Dataset items
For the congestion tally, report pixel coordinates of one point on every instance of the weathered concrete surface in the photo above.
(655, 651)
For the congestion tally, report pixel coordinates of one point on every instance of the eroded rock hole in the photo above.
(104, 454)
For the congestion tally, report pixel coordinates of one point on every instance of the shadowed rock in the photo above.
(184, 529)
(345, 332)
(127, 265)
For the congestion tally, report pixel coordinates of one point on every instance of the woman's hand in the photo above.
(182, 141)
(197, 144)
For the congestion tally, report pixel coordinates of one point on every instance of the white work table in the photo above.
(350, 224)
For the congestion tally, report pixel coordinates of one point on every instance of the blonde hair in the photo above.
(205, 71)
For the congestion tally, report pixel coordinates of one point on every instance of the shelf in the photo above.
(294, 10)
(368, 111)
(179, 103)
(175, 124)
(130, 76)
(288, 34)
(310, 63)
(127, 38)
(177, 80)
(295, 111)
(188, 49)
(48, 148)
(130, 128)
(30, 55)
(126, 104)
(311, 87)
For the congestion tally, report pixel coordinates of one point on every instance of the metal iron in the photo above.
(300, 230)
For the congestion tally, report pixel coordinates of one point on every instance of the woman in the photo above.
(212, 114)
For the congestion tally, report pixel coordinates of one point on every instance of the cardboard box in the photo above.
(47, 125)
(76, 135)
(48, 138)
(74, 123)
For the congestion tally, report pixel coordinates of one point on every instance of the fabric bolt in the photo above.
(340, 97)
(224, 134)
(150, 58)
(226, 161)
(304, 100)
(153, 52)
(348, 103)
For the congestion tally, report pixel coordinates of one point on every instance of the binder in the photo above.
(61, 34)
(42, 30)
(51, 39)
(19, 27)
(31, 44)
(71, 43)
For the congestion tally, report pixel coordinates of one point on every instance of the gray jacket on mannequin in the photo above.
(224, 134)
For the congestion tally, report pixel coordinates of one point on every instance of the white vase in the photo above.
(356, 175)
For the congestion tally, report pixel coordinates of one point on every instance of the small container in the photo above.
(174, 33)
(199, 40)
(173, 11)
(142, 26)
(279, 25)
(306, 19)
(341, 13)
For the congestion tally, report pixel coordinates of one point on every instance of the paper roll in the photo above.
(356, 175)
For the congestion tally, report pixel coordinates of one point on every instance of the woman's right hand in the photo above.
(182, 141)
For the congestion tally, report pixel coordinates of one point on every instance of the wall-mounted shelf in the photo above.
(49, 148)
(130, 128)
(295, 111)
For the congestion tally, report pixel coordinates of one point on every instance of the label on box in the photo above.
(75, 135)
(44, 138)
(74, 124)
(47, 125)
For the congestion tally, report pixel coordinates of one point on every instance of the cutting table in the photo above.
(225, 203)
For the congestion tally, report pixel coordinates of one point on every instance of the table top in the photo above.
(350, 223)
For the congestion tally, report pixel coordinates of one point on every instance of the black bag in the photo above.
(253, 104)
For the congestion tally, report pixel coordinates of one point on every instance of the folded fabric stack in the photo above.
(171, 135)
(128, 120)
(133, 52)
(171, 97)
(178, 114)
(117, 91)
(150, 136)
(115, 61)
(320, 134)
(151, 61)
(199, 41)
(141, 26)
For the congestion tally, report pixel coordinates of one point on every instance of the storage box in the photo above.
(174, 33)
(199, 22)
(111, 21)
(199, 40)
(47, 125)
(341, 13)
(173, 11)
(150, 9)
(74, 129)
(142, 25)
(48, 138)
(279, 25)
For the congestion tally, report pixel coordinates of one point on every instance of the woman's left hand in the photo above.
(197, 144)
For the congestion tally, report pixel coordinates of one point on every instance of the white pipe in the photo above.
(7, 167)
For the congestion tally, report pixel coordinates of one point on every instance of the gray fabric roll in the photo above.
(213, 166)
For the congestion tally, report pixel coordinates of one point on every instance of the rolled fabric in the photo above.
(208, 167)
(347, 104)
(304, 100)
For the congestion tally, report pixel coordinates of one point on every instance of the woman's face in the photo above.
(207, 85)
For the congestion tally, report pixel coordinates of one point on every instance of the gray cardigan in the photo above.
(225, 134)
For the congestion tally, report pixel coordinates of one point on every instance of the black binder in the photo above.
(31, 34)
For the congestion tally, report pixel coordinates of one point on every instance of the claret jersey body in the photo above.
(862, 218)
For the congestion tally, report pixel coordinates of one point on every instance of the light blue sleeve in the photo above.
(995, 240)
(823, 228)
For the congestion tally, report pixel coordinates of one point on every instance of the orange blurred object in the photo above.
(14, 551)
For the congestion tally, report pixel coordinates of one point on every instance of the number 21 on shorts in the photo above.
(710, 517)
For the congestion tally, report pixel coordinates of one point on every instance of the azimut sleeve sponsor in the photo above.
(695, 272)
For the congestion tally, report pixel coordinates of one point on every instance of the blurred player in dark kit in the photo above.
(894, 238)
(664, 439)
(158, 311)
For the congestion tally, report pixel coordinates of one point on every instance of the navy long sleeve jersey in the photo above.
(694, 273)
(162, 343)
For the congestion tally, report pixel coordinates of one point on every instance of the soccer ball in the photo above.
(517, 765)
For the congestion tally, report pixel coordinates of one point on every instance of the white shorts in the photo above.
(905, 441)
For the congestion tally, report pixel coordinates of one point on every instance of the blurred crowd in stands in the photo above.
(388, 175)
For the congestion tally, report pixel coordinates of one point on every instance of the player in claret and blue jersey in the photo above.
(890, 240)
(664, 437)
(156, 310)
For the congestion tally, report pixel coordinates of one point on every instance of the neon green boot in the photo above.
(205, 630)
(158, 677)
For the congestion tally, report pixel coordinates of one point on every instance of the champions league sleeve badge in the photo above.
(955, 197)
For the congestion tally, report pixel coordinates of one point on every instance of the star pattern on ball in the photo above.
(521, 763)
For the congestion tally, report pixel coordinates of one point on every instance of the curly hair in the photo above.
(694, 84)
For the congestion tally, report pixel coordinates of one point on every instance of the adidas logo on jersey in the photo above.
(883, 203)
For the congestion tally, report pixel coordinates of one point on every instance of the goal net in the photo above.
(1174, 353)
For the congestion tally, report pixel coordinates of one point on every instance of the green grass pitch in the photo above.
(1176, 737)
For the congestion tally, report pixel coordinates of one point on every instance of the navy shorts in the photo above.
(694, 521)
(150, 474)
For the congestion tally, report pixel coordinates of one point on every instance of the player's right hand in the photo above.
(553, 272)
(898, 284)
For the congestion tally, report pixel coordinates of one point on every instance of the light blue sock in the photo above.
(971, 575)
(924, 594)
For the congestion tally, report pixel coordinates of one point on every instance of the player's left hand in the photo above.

Short problem
Return the lines above, from the one containing "soccer ball in the photo above." to the end, exactly as they stand.

Result of the task
For the congestion tally, report pixel coordinates of one point on every instance of the soccer ball in the photo above.
(517, 765)
For the congestion tally, report pixel coordinates of one point on every instance of the white shorts in the photo above.
(905, 441)
For the congestion tally, report pixel coordinates of one point on every instance of the blurred crowd in stands in the photo above.
(388, 175)
For the congestion tally, report pixel coordinates of one point on every instance of the player in claret and blue jersey in the photo above.
(890, 240)
(664, 437)
(156, 310)
For the congestion tally, report pixel coordinates of one point on every instance of the neon green boot in the photo above.
(205, 630)
(158, 677)
For the congestion tally, report pixel coordinates of one point on every instance of the champions league sleeve badge in the photo above.
(955, 197)
For the congestion tally, report pixel coordinates of one point on every instance of the star pattern on ball in the photo above.
(521, 763)
For the congestion tally, report pixel coordinates of one point on every instance of the curly hair in the photo above.
(694, 84)
For the congestion tally, report pixel coordinates of one point on every instance of the adidas logo on jersey in the photo above.
(883, 203)
For the congestion tally, report pixel coordinates of one point on every instance of the goal net in the photo above.
(1174, 353)
For the congestion tally, report pixel coordinates of one point on every instance of the green grass pitch in the photo above.
(1176, 737)
For the congestion tally, report pixel coordinates of one point on every instance of the navy shorts in the photo above.
(694, 521)
(150, 474)
For the congestion tally, report pixel coordinates of one point on every instance of the player's right hand in the photo above.
(553, 272)
(898, 284)
For the congestion tally, report pixel coordinates of one point on every instance of the light blue sock in the photo above.
(971, 575)
(924, 594)
For the congestion tally, report pixel coordinates of one point on every instance of the player's left hand in the photo above.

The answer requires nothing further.